(Registros de um conjunto de dados)
===
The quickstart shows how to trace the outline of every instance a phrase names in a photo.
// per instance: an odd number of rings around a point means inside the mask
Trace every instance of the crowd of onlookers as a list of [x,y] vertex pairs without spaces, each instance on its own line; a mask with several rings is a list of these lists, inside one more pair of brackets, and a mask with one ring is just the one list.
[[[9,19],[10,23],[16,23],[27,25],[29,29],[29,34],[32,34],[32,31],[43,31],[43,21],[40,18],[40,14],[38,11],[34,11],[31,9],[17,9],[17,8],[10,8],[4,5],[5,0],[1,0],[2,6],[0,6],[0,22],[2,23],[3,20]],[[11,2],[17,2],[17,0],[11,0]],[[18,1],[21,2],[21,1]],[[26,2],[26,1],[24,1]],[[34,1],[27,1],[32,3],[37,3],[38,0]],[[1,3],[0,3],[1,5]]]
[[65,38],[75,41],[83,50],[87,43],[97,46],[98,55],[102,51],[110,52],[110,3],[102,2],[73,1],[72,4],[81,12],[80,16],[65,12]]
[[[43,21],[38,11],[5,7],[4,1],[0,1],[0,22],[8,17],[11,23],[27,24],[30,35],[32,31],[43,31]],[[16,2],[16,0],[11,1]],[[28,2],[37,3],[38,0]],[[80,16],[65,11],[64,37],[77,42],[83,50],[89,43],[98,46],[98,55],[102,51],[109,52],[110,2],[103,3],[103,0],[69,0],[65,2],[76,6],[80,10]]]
===
# INSTRUÇÕES DA TAREFA:
Transcreva todas as linhas acima sem alterar nenhum caractere.

# RESULTADO:
The quickstart shows how to trace the outline of every instance a phrase names in a photo.
// per instance: an odd number of rings around a point means inside the mask
Trace every instance of the crowd of onlookers as a list of [x,y] vertex pairs without spaces, each instance on its own line; a mask with several rings is a list of these lists, inside one more pair of brackets, and a mask with one ring is just the one list.
[[[9,19],[10,23],[16,23],[27,25],[29,29],[29,34],[32,34],[32,31],[43,31],[43,21],[40,18],[40,14],[38,11],[34,11],[31,9],[17,9],[17,8],[10,8],[4,5],[5,0],[1,0],[2,6],[0,6],[0,22],[2,23],[3,20]],[[11,2],[17,2],[17,0],[11,0]],[[18,1],[21,2],[21,1]],[[26,2],[26,1],[24,1]],[[34,1],[27,1],[32,3],[37,3],[38,0]],[[1,3],[0,3],[1,5]]]
[[65,38],[75,41],[83,50],[87,43],[97,46],[98,55],[102,51],[110,52],[110,3],[102,2],[73,1],[72,4],[81,12],[80,16],[65,12]]
[[[43,21],[38,11],[5,7],[4,1],[0,1],[0,22],[8,17],[11,23],[27,24],[30,35],[32,31],[43,31]],[[16,2],[16,0],[11,1]],[[28,2],[37,3],[38,0]],[[80,16],[65,11],[64,37],[77,42],[83,50],[89,43],[98,46],[98,55],[102,51],[109,52],[110,2],[103,3],[103,0],[69,0],[65,2],[76,6],[80,10]]]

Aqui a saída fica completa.